--- Begin Data shown ---
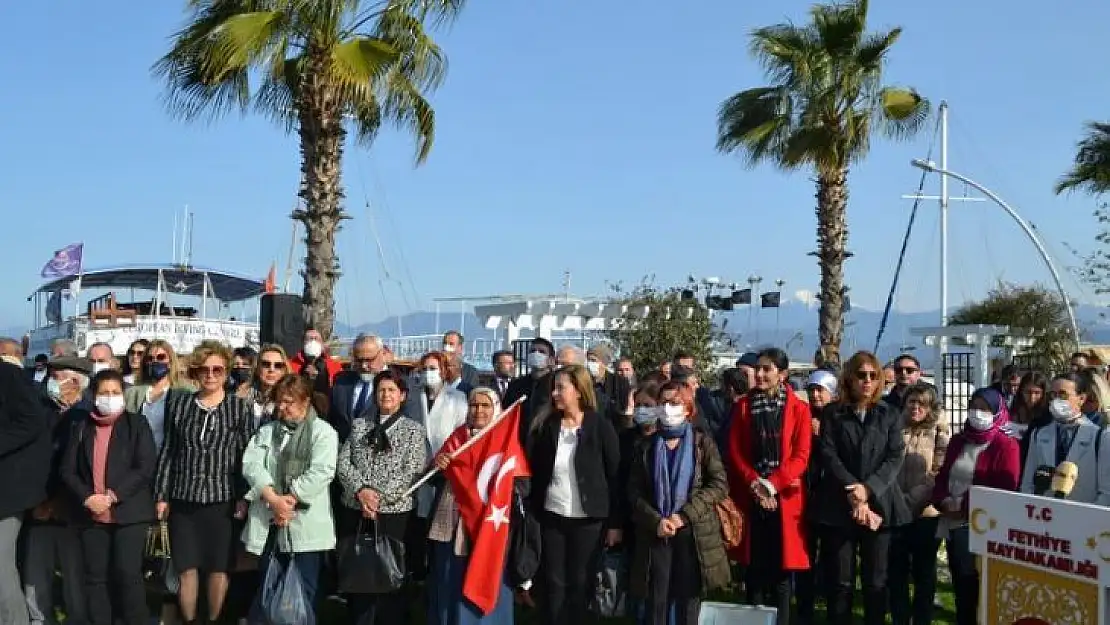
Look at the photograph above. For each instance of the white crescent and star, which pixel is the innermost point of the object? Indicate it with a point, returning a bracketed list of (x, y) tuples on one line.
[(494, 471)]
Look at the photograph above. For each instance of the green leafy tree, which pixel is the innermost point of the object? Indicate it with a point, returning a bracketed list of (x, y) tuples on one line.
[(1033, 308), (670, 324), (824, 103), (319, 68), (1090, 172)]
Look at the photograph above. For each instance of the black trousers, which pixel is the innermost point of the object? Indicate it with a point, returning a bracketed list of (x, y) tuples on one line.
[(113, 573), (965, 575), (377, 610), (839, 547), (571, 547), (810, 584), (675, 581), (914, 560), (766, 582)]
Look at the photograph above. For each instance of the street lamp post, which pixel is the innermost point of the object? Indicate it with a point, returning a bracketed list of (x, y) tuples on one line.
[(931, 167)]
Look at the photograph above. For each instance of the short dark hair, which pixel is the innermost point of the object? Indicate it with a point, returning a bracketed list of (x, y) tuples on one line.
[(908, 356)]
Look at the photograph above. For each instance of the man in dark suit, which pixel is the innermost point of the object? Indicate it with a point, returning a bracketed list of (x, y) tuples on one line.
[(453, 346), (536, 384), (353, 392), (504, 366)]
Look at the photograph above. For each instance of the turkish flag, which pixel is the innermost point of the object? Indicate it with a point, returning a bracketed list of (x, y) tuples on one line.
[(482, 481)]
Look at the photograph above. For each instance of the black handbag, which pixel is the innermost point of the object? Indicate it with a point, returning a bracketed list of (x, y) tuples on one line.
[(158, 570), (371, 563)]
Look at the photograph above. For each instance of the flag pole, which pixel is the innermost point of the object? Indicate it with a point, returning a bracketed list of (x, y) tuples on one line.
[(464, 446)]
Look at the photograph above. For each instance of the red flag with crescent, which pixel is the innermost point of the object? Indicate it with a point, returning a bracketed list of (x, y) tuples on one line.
--- End Data shown ---
#### [Work to do]
Put every line of the data above into a Markdown table with the columns Row and Line, numbering the rows and skipping blank lines. Leave the pictures out of the table.

#### [Problem solution]
| Row | Line |
|---|---|
| 1 | Look at the photograph above. For each instance of the white crescent and star, which pixel is the innermost point of the object? Indicate it with a point, returning a bracketed list of (x, y) tuples on one line. |
| 2 | [(494, 471)] |
| 3 | Look at the photograph above. For each instance of the green leafy tree, which pixel is the innermost point of the object? Indicate it with a point, returning a bracketed list of (x, y) tuples on one line. |
| 4 | [(1033, 308), (670, 324), (824, 103), (319, 68), (1090, 172)] |
| 5 | Look at the photograph above. For each instance of the black trousers, which pixel is the innermost point of the object? Indicate it with a point, returning a bracketed list of (x, y) tuples on one line. |
| 6 | [(113, 573), (965, 575), (377, 610), (839, 547), (571, 547), (810, 584), (675, 581), (914, 560), (766, 582)] |
| 7 | Look at the photograph above. For each instance of the street lamp post, which pixel is the innermost point of the object? Indicate it with a point, returning a bracketed list of (x, y) tuples on one line. |
| 8 | [(931, 167)] |
| 9 | Look at the photograph above. For each instance of the short dark hair, which pixel is the innermost point of the object? Indicate it with a point, returning a bracketed list of (x, y) tuples on one line. |
| 10 | [(908, 356)] |
| 11 | Look at the photograph above. For each instance of the man in dark suit, which pixel is the innermost point of the object? Indicate it with a point, returning a bracketed list of (x, y) tuples on one line. |
| 12 | [(453, 346), (536, 384), (353, 392), (504, 366)] |
| 13 | Look at the photograph above. For each instance of the turkish flag, which pixel is the innermost point of the object? Indicate it with a point, returning a bracketed list of (x, y) tuples on one line. |
| 14 | [(482, 481)] |
| 15 | Look at the photograph above. For each instance of the black handbag, which pixel is the innermost point of the object? Indicate it with a point, returning a bracketed list of (x, y) tuples on one line. |
| 16 | [(158, 570), (371, 563)] |
| 17 | Look at the photograph above. For each instance of the flag pole, which pixel is the innermost point of the object? Indicate it with a point, returning a bracketed list of (x, y) tuples on one line. |
| 18 | [(464, 446)] |
| 19 | Look at the photograph above. For each instance of the red flag with crescent, which pixel is the innermost point of the object? Indicate it with a point, returning a bracketed list of (x, y) tuples on one line. |